----- Document extract -----

Several applications have been designed to meet this challenge these include Vortex, Spotfire, KNIME and StarDrop, there are many more data analysis packages but the majority do not have the ability to search or render chemical structures which is critical for drug discovery.

Installation of StarDrop on a Mac is very straight-forward and once installed you need to use the Key Installer application to get the license key from the vendor. Once installed simply double-click the StarDrop application to open it. Standard Mac shortcuts are used so “⌘O” opens a new file ( and “⌘S” saves your work), several file types are supported these include .sdf, .smi. .txt, .csv and .mol in addition to the internal file types. There is a preview dialog that allows you to check the file is being pared correctly, the import is very quick with both structures in SMILES (I generated with OpenBabel) or sdf (generated by MOE) format being rendered correctly in all my testing. Whilst .smi is as the file extension for SMILES files is supported .smiles is not currently, also it is quite common for smiles files to have data associated with each structure. The standard Daylight definition of a SMILES file contains only a SMILES string and ID, which is how StarDrop interprets a .smi file (everything following the SMILES is treated as the identifier) which means all the data gets concatenated with the name.

-----

Directive =>
From the StarDrop text, write out word for word the passage that opens with the words "Several applications have" and closes with "for drug discovery.".

----- Data records -----

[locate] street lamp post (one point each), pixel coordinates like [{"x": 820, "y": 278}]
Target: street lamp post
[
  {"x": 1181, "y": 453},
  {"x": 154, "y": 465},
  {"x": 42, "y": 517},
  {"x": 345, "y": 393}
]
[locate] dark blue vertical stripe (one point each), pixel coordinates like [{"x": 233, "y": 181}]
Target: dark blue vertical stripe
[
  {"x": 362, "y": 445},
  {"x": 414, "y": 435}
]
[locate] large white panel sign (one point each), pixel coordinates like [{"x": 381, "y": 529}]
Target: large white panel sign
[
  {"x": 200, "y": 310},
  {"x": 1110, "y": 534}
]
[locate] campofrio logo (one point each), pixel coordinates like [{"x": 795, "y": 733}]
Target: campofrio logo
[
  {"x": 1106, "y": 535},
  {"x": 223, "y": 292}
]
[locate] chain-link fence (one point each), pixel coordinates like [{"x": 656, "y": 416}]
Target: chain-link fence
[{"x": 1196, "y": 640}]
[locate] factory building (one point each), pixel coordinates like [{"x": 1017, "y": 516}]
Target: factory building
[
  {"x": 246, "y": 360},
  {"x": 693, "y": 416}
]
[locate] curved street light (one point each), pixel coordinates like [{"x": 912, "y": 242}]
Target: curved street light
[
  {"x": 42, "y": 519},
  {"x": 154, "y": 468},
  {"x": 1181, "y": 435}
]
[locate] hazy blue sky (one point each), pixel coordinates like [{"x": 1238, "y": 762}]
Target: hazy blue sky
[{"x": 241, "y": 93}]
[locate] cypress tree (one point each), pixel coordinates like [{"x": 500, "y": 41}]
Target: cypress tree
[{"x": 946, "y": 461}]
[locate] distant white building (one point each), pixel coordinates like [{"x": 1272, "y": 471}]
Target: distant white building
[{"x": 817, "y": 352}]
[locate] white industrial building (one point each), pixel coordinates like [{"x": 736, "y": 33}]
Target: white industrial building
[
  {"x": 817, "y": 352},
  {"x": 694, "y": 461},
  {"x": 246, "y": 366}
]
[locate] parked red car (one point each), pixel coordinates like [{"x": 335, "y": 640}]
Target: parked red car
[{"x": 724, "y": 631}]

-----

The result =>
Several applications have been designed to meet this challenge these include Vortex, Spotfire, KNIME and StarDrop, there are many more data analysis packages but the majority do not have the ability to search or render chemical structures which is critical for drug discovery.